## WHAT THE TASK ASKS
After finding the line with "Return the outline", restate it and each remaining line of the material word for word, omitting every picture.

## DATA RECORDS
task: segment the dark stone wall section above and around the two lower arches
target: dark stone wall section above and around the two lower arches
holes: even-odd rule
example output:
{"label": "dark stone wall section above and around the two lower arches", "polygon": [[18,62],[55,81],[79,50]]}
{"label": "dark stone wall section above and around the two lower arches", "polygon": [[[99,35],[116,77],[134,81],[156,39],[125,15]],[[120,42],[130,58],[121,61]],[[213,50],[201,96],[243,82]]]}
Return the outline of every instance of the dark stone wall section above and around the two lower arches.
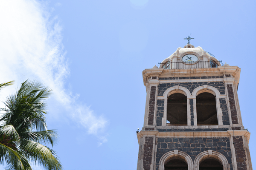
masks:
{"label": "dark stone wall section above and around the two lower arches", "polygon": [[193,161],[195,161],[195,157],[199,153],[206,150],[214,150],[227,158],[230,170],[233,170],[229,138],[158,138],[156,170],[159,169],[161,157],[172,150],[180,150],[187,153]]}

## WRITTEN ANSWER
Return the outline of every instance of the dark stone wall section above and around the two lower arches.
masks:
{"label": "dark stone wall section above and around the two lower arches", "polygon": [[193,161],[195,161],[195,157],[199,153],[206,150],[214,150],[227,158],[230,170],[233,170],[229,138],[158,138],[156,170],[159,169],[161,157],[172,150],[180,150],[187,153]]}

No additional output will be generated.